WHAT YOU ARE ASKED TO DO
Those lines of the data that hold the word "coat" are to be copied out.

*** RECORDS SUPPLIED

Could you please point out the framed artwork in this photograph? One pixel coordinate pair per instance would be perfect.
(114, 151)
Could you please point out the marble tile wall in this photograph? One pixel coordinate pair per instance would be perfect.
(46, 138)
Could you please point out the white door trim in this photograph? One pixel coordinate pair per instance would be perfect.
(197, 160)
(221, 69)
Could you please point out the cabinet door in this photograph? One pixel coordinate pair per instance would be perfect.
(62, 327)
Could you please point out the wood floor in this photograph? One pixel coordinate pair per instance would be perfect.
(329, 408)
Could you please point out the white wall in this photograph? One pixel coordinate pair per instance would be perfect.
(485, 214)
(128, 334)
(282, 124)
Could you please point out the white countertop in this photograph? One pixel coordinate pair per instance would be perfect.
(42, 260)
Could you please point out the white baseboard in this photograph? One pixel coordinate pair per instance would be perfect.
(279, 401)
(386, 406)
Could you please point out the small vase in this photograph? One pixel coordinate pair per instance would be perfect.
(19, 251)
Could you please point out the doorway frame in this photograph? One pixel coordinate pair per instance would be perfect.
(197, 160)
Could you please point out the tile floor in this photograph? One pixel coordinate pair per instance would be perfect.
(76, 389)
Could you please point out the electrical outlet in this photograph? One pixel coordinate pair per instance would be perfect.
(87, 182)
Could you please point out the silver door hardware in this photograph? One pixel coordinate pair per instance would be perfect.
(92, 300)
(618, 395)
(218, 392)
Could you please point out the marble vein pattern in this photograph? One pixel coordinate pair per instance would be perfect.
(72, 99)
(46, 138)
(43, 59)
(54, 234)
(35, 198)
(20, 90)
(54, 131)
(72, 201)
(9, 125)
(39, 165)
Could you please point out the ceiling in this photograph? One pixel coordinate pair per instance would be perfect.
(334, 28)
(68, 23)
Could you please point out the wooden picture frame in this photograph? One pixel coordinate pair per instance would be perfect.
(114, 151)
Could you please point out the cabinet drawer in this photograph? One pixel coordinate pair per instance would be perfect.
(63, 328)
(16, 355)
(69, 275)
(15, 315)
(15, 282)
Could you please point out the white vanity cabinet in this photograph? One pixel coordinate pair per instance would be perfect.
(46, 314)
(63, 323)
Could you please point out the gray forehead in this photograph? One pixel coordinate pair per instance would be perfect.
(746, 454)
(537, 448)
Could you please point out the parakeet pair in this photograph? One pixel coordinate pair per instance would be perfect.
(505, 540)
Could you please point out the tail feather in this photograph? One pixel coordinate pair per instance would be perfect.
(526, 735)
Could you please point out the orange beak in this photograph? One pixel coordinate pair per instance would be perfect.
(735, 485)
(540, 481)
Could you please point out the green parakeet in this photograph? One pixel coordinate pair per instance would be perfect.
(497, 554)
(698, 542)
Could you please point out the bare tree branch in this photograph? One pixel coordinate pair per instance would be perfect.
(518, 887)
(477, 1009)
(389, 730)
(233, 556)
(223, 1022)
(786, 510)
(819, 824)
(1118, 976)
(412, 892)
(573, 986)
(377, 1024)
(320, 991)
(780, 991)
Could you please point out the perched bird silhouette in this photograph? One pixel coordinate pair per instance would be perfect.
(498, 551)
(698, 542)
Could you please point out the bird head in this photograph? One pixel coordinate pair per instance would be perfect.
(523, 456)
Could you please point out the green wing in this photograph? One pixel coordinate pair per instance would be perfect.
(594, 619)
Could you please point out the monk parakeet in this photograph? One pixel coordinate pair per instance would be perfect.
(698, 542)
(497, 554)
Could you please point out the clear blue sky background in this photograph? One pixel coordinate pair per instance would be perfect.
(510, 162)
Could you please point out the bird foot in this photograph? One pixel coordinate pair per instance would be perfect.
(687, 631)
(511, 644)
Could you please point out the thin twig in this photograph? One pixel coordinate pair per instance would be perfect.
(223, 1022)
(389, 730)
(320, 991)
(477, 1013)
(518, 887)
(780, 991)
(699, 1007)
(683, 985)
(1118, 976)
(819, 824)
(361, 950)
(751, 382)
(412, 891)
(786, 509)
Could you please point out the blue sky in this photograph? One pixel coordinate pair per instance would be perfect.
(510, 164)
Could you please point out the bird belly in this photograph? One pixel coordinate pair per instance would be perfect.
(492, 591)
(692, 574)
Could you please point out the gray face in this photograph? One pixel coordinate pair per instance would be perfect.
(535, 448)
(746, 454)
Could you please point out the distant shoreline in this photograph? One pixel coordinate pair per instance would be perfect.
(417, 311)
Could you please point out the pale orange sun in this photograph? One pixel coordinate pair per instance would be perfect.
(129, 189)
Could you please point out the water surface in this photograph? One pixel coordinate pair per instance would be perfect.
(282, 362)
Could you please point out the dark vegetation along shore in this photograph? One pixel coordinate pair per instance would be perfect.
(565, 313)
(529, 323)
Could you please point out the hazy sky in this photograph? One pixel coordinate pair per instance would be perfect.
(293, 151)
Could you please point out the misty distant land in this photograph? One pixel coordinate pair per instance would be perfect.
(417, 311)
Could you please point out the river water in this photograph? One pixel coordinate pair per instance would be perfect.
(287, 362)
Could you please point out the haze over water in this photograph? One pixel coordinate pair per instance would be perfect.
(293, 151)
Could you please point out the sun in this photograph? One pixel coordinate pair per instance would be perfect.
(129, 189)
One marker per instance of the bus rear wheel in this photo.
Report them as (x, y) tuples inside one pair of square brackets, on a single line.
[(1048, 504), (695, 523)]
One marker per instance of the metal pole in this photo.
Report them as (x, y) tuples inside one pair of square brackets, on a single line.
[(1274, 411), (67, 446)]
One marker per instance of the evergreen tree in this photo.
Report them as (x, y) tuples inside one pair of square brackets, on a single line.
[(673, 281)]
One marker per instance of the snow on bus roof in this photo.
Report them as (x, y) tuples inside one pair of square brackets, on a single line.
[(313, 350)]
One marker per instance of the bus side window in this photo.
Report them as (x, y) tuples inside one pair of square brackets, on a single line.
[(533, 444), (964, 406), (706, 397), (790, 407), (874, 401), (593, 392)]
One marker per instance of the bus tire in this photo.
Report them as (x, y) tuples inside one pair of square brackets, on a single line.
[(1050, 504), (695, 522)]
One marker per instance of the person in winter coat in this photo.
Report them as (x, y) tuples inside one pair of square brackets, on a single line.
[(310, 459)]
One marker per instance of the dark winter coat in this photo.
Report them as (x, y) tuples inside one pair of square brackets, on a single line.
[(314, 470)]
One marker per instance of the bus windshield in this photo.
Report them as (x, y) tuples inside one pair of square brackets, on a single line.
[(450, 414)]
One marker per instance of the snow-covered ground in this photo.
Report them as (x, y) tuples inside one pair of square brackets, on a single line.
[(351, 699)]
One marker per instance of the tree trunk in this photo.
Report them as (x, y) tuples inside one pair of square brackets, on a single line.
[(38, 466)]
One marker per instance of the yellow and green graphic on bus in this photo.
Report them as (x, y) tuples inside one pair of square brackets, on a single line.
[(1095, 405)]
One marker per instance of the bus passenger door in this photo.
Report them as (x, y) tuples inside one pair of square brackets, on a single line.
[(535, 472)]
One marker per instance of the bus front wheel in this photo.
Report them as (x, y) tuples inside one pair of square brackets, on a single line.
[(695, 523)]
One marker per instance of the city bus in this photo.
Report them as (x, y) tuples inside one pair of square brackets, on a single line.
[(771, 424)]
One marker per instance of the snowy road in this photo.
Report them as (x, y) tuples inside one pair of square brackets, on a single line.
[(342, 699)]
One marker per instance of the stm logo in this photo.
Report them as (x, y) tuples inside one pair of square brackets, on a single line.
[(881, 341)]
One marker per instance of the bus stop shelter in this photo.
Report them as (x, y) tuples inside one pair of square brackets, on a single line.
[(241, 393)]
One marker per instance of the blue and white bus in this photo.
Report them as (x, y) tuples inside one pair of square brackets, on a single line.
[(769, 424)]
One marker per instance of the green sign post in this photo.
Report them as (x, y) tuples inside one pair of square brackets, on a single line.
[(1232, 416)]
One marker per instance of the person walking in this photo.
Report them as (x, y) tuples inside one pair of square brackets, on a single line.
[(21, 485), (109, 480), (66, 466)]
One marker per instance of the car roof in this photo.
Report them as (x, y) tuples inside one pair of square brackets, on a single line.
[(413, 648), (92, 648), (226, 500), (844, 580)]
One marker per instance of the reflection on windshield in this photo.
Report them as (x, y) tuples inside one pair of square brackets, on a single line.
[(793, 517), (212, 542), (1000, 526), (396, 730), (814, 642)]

******

WRITTEN SOLUTION
One marker per instance of the person in winter coat in this photo.
One marker per instance of the dark winter coat in this photo.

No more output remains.